PROBLEMS AND TASKS:
A) List every sum of money stated in the passage on Singapore lawyers, with its currency as shown.
B) From the passage on Singapore lawyers, copy word for word the stretch starting at "Chief Justice Sundaresh" and ending at "tenets of conduct.".

TEXT:
● ● ● ●

Another lawyer who moved in-house and no longer holds a practice certificate said he decided to leave in 2024 because an offer came in with better pay and hours.

Joshua Chiam, 31, does not plan to return to private practice. “It’s not as if they pay you so astronomically well that you are chained by golden handcuffs. And if what you’re looking for is not just salary but actual work-life balance, then those apparent golden handcuffs don’t mean as much,” he said.

According to Randstad Singapore’s 2025 market outlook, the average amount a lawyer starting out in a local firm would make a month is S$6,500 (US$5,000). This is higher than the median gross monthly salary of S$4,500 for graduates in Singapore last year.

Order in court

The study found that factors also existed in the courtrooms with lawyers citing court deadlines and interactions with judges as significant sources of stress. Timelines were influenced by disposition-rate targets or time-bound goals rather than the circumstances of each individual case, some respondents said.

In response to the study, a Singapore Courts spokesman said the Judiciary and Law Society would set up a joint working committee to analyse the feedback on court-imposed pressures and courtroom conduct and use the findings to develop initiatives supporting practitioner well-being while maintaining effective administration.

The committee will also study if the current case management practices and timeline expectations remain calibrated to practice today, including the complexity of matters and resource constraints that practitioners face.

“We have always recognised that timely justice is not a bureaucratic target – it is a fundamental issue of access to justice that benefits parties to any proceeding before the courts,” the spokesman said. However, this timeliness should not come at an unreasonable cost to the practitioners, who were “essential partners in the delivery of justice”.

The main entrance of the State Courts in Singapore. Photo: AP
The main entrance of the State Courts in Singapore. Photo: AP

Another aspect to be looked into will be whether dialogue mechanisms and feedback channels are working and if there is enough awareness of them. There were two formal judicial complaints in the last three years, which the spokesman said were investigated thoroughly.

Chief Justice Sundaresh Menon stressed that Singapore courtrooms must remain places of dignity, professionalism and mutual respect and all judges and judicial officers were held to these strict tenets of conduct.

● ● ● ●

MATERIAL:
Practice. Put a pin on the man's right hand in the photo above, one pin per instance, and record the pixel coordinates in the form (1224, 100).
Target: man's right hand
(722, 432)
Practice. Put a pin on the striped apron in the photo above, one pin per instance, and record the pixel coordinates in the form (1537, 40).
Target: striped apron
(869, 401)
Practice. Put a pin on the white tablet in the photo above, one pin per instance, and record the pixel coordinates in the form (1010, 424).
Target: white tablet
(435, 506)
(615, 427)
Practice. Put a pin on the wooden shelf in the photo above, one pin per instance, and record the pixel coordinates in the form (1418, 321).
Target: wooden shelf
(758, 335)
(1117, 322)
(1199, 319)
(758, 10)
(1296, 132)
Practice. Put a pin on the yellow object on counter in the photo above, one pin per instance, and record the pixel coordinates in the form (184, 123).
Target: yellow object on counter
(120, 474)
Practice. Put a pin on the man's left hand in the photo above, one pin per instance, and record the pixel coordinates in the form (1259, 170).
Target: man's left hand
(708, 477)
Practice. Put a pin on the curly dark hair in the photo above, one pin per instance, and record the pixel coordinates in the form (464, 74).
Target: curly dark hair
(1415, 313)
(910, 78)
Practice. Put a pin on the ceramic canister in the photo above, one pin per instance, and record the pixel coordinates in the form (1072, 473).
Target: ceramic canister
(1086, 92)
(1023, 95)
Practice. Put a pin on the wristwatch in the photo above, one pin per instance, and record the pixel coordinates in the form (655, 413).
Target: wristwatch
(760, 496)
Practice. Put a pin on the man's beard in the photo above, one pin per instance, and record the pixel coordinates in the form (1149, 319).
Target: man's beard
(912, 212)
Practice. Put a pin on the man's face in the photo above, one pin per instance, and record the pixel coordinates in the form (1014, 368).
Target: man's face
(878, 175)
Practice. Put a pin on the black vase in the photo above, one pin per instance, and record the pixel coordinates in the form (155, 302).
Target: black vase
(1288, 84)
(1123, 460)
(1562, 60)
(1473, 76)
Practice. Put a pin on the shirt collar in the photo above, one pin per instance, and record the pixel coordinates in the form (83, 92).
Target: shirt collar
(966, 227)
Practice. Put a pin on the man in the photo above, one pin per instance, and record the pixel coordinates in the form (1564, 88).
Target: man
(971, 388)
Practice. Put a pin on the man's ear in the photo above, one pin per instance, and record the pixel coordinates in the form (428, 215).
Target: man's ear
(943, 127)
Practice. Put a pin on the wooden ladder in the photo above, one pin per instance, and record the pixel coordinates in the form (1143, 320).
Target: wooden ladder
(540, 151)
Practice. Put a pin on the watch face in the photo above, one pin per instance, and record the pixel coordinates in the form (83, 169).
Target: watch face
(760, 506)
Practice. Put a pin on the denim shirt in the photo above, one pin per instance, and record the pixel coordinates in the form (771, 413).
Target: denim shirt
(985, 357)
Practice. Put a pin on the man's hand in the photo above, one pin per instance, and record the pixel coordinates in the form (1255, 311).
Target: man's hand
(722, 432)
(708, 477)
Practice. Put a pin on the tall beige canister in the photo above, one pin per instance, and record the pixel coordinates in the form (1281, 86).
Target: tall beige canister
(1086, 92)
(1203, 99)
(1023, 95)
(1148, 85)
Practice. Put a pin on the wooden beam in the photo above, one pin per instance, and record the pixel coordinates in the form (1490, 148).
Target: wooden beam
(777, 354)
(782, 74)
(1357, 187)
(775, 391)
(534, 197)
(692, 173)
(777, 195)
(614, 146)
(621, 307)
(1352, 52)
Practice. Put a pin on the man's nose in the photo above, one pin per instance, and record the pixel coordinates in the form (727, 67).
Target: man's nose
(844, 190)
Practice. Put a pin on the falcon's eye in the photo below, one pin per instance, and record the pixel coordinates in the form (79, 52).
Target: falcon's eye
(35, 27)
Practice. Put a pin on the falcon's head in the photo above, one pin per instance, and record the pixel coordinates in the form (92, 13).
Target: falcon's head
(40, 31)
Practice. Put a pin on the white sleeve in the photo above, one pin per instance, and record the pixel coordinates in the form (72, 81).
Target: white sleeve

● ● ● ●

RESULTS IN ORDER:
A)
S$6,500
US$5,000
S$4,500

B)
Chief Justice Sundaresh Menon stressed that Singapore courtrooms must remain places of dignity, professionalism and mutual respect and all judges and judicial officers were held to these strict tenets of conduct.